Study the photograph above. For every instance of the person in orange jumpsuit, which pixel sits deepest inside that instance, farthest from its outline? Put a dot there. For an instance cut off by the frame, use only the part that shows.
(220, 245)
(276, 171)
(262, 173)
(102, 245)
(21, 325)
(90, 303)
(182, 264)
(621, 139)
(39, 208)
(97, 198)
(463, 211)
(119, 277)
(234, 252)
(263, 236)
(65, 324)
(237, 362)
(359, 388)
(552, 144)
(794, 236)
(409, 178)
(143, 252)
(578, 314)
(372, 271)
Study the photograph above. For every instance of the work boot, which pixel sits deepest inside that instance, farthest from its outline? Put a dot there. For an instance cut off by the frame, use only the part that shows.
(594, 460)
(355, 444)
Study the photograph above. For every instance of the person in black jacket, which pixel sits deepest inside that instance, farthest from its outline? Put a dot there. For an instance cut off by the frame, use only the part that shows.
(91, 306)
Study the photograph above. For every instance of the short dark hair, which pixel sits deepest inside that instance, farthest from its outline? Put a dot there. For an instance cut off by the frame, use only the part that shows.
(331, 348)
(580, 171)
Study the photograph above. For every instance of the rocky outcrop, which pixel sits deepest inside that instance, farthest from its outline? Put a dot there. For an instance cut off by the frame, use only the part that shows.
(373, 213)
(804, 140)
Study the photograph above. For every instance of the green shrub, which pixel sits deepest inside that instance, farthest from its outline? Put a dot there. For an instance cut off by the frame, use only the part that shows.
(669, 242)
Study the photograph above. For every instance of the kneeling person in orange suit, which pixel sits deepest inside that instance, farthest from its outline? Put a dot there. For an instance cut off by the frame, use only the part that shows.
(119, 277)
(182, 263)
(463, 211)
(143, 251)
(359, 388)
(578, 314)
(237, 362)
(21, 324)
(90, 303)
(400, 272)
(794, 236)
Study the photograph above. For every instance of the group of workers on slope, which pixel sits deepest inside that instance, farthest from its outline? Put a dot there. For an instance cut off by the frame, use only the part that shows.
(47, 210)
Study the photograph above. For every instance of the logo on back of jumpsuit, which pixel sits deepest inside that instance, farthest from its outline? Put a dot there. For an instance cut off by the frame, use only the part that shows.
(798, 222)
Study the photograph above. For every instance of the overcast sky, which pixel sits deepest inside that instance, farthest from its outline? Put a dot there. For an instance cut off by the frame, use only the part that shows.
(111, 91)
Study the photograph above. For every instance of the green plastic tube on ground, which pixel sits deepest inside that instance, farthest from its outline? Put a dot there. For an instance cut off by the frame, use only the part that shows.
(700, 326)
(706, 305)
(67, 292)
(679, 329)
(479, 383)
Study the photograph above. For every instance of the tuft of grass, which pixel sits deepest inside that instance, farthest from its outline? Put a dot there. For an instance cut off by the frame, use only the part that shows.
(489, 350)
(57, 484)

--

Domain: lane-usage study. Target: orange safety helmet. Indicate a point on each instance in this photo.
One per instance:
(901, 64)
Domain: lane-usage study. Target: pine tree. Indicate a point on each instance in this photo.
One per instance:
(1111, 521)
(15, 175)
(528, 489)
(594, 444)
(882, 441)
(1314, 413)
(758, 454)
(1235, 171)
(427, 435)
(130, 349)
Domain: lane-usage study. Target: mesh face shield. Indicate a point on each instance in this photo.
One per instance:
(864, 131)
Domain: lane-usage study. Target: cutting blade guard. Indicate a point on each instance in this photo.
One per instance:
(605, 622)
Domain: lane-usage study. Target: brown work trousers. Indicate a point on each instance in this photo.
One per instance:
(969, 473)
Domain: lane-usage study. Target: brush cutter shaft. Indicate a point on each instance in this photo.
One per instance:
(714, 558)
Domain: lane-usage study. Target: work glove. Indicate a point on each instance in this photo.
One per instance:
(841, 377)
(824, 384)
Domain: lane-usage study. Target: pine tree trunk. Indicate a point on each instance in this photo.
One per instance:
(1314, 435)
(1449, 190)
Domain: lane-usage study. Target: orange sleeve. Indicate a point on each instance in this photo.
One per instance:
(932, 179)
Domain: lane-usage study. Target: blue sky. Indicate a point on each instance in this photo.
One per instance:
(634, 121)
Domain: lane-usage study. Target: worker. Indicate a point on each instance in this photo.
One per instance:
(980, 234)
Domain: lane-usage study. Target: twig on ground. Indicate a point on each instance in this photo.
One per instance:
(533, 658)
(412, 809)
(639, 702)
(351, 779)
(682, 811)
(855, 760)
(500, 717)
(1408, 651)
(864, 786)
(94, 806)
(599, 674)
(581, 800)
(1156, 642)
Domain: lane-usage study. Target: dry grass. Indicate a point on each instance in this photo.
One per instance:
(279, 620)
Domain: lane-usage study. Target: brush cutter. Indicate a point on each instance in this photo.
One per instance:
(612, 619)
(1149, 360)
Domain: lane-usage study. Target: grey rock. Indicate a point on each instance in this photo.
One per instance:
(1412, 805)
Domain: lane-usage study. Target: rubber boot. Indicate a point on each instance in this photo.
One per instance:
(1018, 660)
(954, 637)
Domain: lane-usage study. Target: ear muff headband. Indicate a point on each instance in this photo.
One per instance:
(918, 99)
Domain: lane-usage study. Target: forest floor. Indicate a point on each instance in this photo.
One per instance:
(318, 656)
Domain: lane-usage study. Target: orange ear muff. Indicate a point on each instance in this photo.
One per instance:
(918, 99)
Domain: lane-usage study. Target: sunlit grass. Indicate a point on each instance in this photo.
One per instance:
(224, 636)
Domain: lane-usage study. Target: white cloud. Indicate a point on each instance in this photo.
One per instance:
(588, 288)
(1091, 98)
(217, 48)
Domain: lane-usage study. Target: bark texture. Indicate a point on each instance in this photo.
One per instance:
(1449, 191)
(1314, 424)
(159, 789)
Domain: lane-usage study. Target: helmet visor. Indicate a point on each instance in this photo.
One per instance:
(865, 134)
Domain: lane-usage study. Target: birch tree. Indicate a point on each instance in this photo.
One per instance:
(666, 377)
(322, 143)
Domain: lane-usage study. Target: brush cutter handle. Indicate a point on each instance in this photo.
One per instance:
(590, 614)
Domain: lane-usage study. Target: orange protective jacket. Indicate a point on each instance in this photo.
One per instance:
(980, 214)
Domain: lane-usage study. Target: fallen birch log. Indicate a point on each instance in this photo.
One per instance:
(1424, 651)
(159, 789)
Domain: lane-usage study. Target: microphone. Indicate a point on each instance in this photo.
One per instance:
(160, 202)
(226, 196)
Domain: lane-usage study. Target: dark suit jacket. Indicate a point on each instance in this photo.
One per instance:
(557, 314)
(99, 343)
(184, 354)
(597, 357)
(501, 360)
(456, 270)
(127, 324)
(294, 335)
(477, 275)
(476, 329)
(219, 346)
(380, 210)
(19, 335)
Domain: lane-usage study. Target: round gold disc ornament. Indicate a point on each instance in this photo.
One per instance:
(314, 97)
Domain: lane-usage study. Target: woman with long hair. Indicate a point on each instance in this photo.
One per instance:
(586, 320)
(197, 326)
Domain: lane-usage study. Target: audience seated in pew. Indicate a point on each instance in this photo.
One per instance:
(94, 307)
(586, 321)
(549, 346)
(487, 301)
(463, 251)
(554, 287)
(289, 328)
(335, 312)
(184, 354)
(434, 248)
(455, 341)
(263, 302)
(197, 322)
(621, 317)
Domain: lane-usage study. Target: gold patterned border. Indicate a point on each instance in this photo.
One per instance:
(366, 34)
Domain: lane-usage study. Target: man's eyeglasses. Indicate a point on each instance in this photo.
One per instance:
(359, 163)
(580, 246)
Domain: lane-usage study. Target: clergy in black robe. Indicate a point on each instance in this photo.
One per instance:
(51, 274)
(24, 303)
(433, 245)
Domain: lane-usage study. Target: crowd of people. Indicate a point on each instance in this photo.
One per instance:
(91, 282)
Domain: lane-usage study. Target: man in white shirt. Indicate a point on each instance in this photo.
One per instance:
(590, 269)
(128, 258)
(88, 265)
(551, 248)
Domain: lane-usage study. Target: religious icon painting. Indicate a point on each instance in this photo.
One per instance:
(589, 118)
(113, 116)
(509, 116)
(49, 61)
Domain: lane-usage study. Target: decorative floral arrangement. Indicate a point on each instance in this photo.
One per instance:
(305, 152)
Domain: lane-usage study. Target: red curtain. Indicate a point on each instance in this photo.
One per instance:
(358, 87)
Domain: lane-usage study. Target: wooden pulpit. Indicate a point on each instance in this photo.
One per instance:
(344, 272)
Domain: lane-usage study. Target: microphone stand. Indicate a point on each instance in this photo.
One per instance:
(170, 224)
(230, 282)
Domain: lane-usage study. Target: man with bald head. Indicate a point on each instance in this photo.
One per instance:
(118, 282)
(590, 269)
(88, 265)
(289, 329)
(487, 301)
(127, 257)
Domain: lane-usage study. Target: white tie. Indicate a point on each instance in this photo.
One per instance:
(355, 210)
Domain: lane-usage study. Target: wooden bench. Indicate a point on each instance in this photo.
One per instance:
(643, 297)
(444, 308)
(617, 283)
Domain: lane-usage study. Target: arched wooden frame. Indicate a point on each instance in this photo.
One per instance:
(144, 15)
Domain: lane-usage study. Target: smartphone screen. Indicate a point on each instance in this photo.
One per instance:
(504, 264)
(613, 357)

==

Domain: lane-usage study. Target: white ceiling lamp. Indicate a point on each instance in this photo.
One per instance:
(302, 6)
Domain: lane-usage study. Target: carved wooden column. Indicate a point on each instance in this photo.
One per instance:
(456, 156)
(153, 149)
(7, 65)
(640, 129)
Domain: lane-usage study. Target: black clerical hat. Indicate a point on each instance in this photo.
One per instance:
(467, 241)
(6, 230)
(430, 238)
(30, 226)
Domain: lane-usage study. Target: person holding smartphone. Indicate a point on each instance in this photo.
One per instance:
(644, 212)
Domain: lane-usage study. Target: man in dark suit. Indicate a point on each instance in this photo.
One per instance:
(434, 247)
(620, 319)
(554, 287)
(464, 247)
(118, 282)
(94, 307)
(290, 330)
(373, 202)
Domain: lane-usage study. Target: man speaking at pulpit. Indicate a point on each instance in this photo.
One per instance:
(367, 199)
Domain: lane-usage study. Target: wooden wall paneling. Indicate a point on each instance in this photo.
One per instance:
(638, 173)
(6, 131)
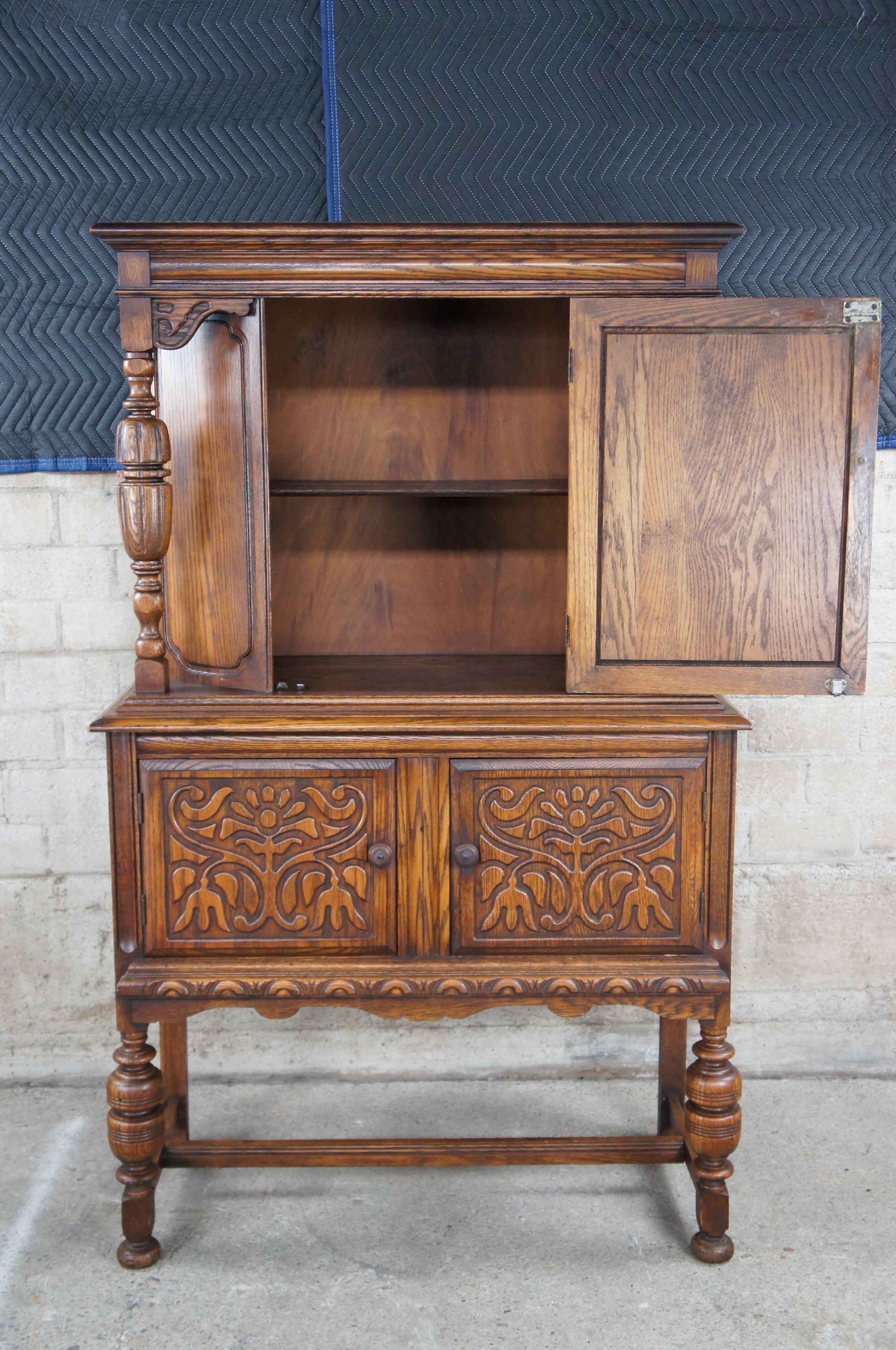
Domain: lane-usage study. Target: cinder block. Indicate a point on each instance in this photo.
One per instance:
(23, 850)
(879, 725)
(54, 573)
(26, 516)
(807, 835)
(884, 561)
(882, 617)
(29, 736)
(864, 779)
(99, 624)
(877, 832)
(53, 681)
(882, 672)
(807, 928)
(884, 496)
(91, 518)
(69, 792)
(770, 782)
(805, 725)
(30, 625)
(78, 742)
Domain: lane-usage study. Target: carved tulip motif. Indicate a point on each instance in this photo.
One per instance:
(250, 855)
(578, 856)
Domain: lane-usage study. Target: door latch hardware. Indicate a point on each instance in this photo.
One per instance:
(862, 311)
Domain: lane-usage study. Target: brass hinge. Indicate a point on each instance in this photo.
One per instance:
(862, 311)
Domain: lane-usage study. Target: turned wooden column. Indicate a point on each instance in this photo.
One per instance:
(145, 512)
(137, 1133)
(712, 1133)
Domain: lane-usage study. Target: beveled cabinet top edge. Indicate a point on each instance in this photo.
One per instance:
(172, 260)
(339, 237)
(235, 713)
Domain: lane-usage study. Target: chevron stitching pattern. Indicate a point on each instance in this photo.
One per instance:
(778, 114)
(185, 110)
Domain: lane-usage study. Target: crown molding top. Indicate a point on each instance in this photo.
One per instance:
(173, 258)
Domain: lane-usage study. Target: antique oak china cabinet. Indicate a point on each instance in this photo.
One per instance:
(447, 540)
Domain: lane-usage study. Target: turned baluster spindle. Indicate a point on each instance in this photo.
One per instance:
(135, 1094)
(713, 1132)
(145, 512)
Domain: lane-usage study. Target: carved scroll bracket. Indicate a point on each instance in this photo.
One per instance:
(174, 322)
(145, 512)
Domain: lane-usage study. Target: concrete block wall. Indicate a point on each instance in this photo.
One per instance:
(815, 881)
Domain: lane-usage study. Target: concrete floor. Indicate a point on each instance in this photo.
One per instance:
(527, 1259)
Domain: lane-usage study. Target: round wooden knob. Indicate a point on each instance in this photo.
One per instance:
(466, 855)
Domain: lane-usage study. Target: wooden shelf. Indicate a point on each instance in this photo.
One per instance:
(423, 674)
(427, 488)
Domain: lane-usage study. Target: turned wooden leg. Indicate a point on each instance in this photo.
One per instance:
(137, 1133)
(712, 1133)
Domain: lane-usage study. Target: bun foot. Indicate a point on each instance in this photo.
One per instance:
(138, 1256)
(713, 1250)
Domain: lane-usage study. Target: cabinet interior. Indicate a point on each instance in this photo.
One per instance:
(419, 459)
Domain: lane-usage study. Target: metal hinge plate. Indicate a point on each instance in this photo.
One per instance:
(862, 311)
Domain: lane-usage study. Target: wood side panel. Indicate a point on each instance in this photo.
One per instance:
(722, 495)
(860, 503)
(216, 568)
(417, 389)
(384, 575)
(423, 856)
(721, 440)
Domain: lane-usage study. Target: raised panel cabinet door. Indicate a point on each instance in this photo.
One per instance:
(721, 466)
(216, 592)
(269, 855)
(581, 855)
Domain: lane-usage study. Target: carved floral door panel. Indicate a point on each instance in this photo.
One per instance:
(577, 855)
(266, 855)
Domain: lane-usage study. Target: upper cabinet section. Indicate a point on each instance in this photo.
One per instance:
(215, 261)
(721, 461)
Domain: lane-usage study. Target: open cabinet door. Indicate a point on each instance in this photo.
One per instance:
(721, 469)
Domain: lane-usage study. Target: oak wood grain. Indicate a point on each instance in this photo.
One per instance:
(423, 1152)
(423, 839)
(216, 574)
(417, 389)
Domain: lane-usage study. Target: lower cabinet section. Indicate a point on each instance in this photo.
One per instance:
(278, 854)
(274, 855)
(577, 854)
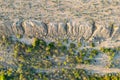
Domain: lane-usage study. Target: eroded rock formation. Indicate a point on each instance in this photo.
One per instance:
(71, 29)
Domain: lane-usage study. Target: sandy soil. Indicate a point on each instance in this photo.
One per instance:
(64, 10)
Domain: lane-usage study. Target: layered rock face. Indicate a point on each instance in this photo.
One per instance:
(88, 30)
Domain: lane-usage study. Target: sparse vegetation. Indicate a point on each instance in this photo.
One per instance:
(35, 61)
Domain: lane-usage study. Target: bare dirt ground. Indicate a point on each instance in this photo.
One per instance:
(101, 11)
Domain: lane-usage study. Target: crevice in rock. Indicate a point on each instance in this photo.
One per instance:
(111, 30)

EXERCISE - Rewrite the lines between the one holding "Domain: lane-usage study. Target: beveled" and the one holding "(713, 1250)", inclusive, giving only those lines. Keep each item's wording unchanged, but multiply every point coordinate in the answers by 2.05 and round it to a whole number, with halves rounding up.

REPLY -
Domain: lane-usage study. Target: beveled cabinet top edge. Indicate a point on each instance in this photo.
One per instance:
(353, 533)
(695, 486)
(482, 1462)
Domain: lane-usage study. Target: chevron stitching pattern. Indicate a point on each instance in this photo.
One per instance:
(1595, 234)
(379, 226)
Domain: lane-usage study. Target: crown molding top. Indicate a point on each instance in this photo.
One per instance:
(355, 529)
Domain: lane-usage study. Target: antique oak china cabinet. Indicate a point on each instance in this photo.
One per instance:
(916, 1107)
Domain: lane-usage study. Target: turned baluster spindle. Indicate a point on each instance in this photo.
One per instance:
(277, 2243)
(1462, 2321)
(297, 1050)
Domain: lane-usage study. Target: carved scroll bracket. Indicate a point on each instance in this photo.
One per instance:
(357, 660)
(297, 1050)
Domain: lane-usage study. Target: concrete block wall. Indicate a point on each instance in this photo.
One per instance:
(1671, 1806)
Domain: lane-usage study. Target: concrete floor. Indicate a point on each instance in this photo.
One per instance:
(1080, 2581)
Domain: lane-usage study. Target: round wooden knob. Indicate a point on each instance in this photo.
One per instance:
(955, 1753)
Domain: lane-usage study. Target: wooden shelf. Indicate a point on each instance in this photo.
One per instance:
(867, 1382)
(875, 1000)
Domain: lane-usage study. Target: turned wooden leg. Indicate a point on each instance in this photo.
One per instance:
(281, 2323)
(1460, 2323)
Domain: lane-usage study. Target: bun foot. Indicate a point on each instance in this photo.
One per instance:
(283, 2575)
(1462, 2563)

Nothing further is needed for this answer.